---- Exercise inputs
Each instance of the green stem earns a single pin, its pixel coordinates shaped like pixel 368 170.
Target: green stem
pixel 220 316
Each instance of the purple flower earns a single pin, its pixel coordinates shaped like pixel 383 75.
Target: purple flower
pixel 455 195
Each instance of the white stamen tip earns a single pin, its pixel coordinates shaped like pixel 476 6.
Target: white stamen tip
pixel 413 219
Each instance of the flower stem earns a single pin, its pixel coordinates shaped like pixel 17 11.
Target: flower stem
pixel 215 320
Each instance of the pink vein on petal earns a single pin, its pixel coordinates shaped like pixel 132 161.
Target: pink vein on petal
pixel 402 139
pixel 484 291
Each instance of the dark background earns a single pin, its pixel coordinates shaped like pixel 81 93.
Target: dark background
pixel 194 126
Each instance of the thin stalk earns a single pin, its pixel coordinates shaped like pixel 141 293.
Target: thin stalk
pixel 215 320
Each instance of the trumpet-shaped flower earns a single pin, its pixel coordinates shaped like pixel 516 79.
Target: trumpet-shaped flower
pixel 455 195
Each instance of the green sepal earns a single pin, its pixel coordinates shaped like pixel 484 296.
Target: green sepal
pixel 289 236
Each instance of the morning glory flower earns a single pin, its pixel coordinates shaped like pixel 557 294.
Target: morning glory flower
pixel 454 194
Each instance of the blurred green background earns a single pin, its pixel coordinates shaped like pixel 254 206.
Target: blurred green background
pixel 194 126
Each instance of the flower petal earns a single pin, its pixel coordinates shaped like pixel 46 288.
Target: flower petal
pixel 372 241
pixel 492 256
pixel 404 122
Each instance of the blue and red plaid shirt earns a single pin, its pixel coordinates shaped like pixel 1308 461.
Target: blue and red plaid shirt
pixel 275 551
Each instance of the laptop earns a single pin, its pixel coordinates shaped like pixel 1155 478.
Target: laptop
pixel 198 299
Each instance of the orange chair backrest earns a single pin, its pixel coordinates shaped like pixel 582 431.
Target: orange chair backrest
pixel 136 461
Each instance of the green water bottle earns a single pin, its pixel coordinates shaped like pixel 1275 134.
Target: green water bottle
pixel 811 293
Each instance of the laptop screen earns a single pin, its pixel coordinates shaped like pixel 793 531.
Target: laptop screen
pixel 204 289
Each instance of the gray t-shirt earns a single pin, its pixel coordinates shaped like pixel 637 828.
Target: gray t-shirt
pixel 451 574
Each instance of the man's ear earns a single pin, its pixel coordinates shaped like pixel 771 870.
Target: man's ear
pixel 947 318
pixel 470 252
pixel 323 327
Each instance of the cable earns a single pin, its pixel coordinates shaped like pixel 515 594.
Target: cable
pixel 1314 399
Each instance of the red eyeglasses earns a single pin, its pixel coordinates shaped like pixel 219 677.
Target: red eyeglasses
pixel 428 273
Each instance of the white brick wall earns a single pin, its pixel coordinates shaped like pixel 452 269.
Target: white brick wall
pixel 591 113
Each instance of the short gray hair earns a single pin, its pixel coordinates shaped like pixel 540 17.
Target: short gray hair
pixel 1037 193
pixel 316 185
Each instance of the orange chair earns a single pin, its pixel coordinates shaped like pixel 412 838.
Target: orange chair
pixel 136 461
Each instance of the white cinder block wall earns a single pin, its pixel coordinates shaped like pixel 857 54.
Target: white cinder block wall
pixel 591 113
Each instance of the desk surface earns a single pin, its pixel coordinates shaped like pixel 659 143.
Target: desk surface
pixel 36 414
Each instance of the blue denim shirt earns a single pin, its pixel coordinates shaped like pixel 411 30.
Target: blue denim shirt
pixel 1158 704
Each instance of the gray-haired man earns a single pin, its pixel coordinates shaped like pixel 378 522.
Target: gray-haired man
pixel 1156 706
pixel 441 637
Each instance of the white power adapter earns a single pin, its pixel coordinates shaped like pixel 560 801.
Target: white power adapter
--------
---- Exercise inputs
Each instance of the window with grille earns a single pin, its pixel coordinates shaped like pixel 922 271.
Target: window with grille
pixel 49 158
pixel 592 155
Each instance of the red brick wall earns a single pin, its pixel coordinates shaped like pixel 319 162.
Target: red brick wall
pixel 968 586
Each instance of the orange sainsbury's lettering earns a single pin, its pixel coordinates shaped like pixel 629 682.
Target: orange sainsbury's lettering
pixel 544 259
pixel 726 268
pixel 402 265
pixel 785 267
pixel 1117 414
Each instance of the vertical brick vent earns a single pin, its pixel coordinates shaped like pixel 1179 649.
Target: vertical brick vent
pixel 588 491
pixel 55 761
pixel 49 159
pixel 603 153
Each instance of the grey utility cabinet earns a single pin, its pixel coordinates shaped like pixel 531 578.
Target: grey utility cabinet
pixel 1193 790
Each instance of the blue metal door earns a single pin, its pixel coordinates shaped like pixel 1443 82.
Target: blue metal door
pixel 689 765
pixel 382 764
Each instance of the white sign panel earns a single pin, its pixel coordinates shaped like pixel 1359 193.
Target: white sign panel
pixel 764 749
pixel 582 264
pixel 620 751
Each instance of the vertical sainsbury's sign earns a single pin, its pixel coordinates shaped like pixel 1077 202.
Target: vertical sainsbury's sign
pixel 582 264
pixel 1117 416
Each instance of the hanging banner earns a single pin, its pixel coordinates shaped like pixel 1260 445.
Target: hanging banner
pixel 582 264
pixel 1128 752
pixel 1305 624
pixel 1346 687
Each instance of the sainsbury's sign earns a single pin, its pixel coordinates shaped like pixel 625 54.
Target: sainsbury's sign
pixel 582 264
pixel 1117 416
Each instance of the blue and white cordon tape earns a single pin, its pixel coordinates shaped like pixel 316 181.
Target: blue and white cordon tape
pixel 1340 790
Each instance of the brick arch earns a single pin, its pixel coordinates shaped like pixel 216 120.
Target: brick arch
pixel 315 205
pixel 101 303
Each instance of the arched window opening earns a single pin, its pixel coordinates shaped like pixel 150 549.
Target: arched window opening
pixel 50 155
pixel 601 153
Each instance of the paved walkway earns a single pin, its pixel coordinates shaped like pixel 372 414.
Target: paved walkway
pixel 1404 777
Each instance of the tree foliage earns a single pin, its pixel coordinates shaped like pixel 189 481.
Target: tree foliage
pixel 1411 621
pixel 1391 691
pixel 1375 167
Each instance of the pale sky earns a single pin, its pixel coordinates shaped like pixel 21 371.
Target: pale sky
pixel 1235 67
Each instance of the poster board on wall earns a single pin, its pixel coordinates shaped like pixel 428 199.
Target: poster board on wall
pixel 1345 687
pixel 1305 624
--------
---- Exercise inputs
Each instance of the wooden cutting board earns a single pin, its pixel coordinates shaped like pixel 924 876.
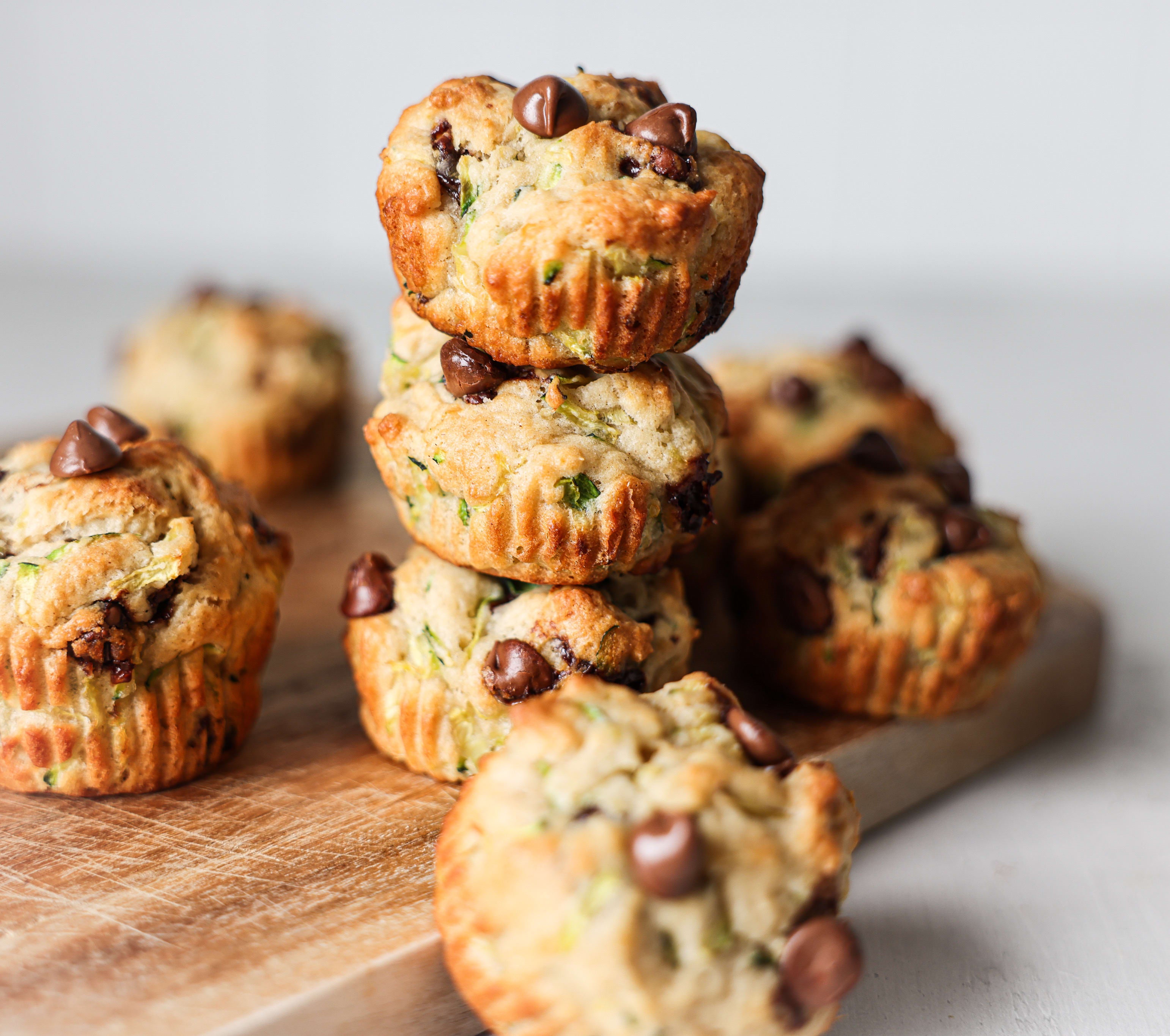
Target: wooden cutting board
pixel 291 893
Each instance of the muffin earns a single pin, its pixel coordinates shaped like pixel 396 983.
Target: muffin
--------
#### Task prompt:
How many lines in the rows above contain the string "sign"? Reply with the number alone.

#### Written response:
6